Work order
Print verbatim the lines of the entries from the one containing "Each instance of the blurred yellow" to the last, inclusive, and no others.
- - - - - - -
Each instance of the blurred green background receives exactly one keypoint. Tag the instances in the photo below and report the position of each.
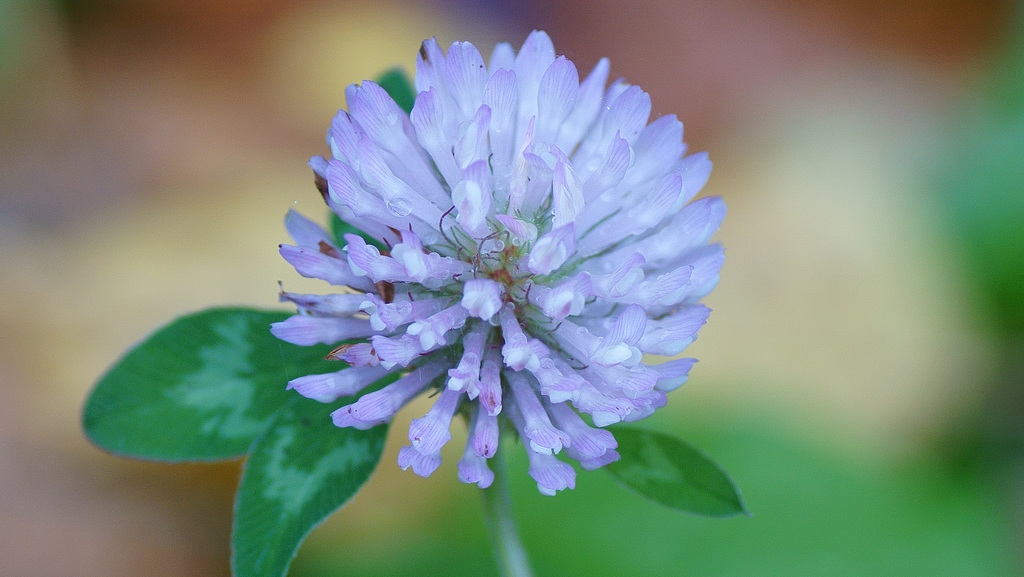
(861, 377)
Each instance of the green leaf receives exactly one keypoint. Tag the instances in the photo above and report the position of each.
(398, 87)
(674, 474)
(300, 470)
(202, 387)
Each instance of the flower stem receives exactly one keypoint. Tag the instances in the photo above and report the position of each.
(509, 552)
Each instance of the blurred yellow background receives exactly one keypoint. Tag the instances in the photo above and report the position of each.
(150, 149)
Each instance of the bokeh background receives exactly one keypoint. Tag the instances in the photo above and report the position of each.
(861, 377)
- - - - - - -
Answer space
Each instance of the blurred yellow background receives exactly one keypoint. Tag the instances in the photo above and report the position of each.
(150, 149)
Each instance of the bokeh background receives exactly one keypoint. Tag the instances in the photo above and report the position of each.
(861, 377)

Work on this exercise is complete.